-- REQUIRED WORK --
Reproduce every row below word for word, omitting the pictures.

>> start EXTRACTED INFORMATION

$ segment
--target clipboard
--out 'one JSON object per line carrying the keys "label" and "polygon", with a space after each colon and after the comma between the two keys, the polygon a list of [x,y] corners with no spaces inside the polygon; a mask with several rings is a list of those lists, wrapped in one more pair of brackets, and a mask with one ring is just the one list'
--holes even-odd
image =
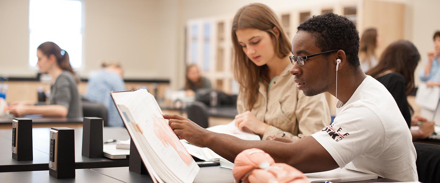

>> end EXTRACTED INFORMATION

-- FULL SOLUTION --
$ segment
--target clipboard
--out 'one JSON object per line carrying the keys "label" and "polygon", with a space after each colon and after the comma between the two keys, the polygon a list of [x,y] corners with no spaces inside the polygon; a mask with several rings is a list of those lists, wrapped in one more pair of brackets, and a mask with one ring is just the one list'
--holes even-odd
image =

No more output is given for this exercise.